From top to bottom, return the listing exactly as it appears, omitting its images.
*** Records for processing Section Begins ***
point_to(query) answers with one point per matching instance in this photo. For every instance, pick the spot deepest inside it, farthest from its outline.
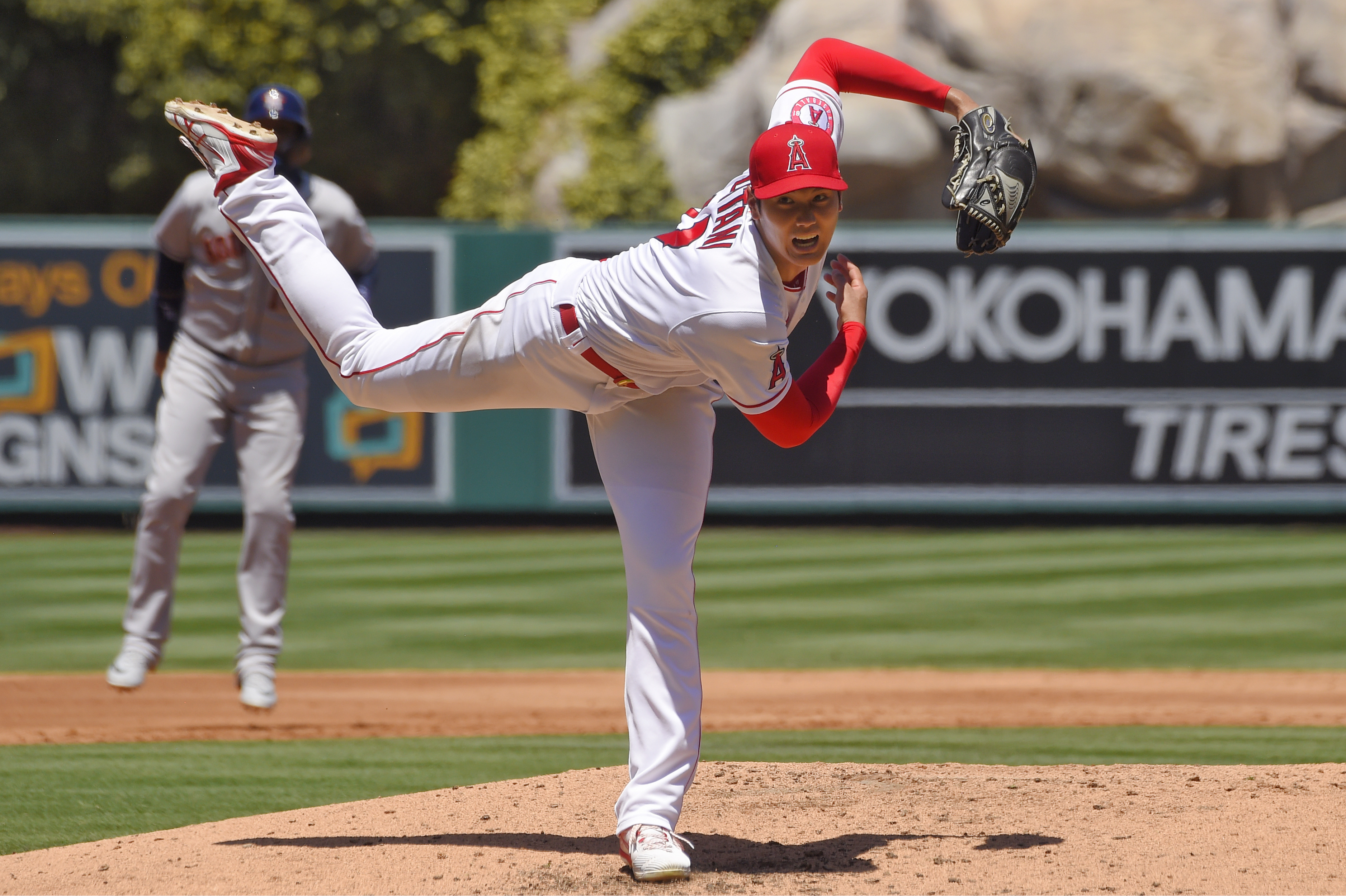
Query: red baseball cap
(793, 157)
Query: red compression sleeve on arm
(853, 69)
(813, 397)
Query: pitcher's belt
(572, 322)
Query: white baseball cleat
(655, 853)
(256, 689)
(231, 148)
(130, 669)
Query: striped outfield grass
(768, 598)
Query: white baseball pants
(653, 451)
(204, 396)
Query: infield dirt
(61, 708)
(766, 828)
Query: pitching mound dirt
(37, 710)
(765, 828)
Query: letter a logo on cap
(799, 162)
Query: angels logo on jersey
(777, 368)
(799, 162)
(813, 111)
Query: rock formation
(1137, 108)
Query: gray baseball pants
(204, 396)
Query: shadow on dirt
(714, 852)
(1018, 842)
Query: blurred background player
(231, 360)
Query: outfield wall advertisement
(79, 392)
(1080, 369)
(1118, 369)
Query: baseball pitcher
(643, 343)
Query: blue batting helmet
(278, 103)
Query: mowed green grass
(112, 790)
(768, 598)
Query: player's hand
(849, 291)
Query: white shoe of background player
(231, 148)
(655, 853)
(128, 670)
(258, 689)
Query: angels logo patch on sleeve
(779, 370)
(813, 111)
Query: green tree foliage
(676, 46)
(221, 49)
(391, 93)
(71, 143)
(404, 93)
(529, 101)
(523, 98)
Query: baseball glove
(994, 174)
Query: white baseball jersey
(706, 302)
(229, 306)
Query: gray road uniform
(236, 362)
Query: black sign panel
(1090, 369)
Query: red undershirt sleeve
(812, 399)
(849, 68)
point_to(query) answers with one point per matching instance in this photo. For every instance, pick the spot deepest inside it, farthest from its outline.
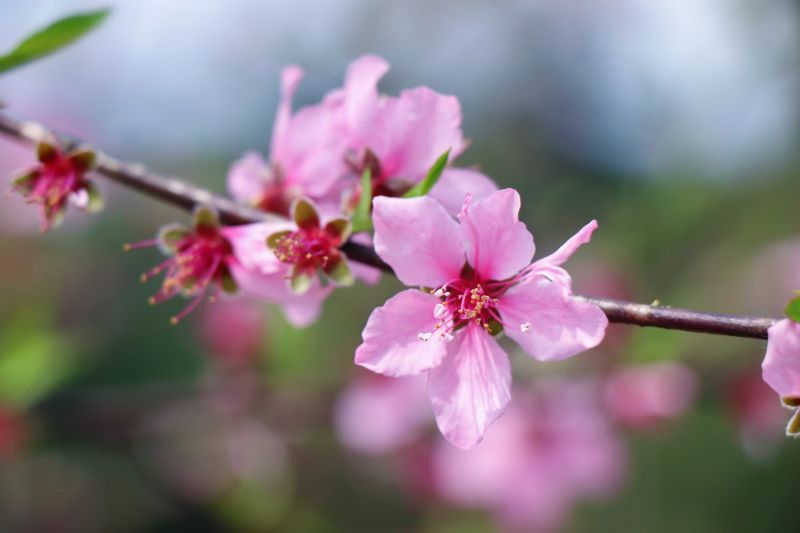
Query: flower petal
*** Records for processing Section Ends ***
Answer section:
point_to(query) answers with one point per matching instance in this photo. For every instance, pick the spot deepest inside it, farthest from its outline.
Query: red baseball cap
(793, 157)
Query: red compression sleeve on arm
(853, 69)
(813, 397)
Query: pitcher's belt
(572, 322)
Query: white baseball cleat
(655, 853)
(256, 689)
(231, 148)
(130, 669)
Query: striped outfield grass
(768, 598)
Query: white baseball pants
(653, 451)
(204, 396)
Query: infield dirt
(61, 708)
(766, 828)
Query: pitching mound dirt
(37, 710)
(765, 828)
Query: letter a logo on cap
(799, 162)
Query: angels logo on jersey
(777, 368)
(799, 162)
(813, 111)
Query: rock formation
(1137, 108)
Query: gray baseball pants
(204, 396)
Query: shadow on dirt
(714, 852)
(1018, 842)
Query: blurred background player
(231, 360)
Query: outfield wall advertisement
(79, 392)
(1080, 369)
(1118, 369)
Query: baseball pitcher
(643, 343)
Query: blue batting helmet
(278, 103)
Query: mowed green grass
(112, 790)
(768, 598)
Query: player's hand
(849, 291)
Query: white shoe of background player
(231, 148)
(655, 853)
(128, 670)
(258, 689)
Query: angels logo patch on sleeve
(779, 370)
(813, 111)
Query: green tree foliage
(676, 46)
(221, 49)
(391, 93)
(71, 143)
(404, 93)
(529, 101)
(523, 98)
Query: baseball glove
(994, 174)
Query: white baseball jersey
(706, 302)
(229, 306)
Query: gray road uniform
(236, 362)
Query: black sign panel
(1090, 369)
Query: red undershirt sleeve
(812, 399)
(849, 68)
point_to(query) answers with one point per matching instance in this photo. For every instance, pick the spot deepest inside it, farthest from its outline.
Query: flower petal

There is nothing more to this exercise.